- _Source data_
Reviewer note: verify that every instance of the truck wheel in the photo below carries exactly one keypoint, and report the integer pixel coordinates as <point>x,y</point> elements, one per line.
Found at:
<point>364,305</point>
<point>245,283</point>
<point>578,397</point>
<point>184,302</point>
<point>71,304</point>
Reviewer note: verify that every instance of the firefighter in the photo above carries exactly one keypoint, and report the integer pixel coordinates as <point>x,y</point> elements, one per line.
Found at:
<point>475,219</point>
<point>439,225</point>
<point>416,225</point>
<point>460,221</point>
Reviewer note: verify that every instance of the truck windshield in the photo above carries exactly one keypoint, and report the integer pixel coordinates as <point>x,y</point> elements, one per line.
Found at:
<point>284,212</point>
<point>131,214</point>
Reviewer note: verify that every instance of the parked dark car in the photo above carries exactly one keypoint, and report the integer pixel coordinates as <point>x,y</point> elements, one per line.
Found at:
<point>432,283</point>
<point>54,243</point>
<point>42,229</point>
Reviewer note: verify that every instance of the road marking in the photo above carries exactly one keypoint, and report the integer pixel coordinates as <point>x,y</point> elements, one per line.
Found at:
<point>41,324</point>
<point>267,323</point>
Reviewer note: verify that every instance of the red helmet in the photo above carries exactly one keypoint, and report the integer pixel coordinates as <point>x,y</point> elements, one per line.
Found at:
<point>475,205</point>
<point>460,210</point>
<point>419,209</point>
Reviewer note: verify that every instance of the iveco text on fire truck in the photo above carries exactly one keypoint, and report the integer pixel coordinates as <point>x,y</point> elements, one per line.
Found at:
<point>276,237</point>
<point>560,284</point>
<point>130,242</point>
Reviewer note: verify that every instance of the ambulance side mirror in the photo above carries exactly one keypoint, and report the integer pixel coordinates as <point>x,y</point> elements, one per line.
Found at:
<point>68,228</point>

- _Your assignment_
Scan the data above, please, and give the number of lines where the word "truck" occurs, with no further text.

- _Task result_
3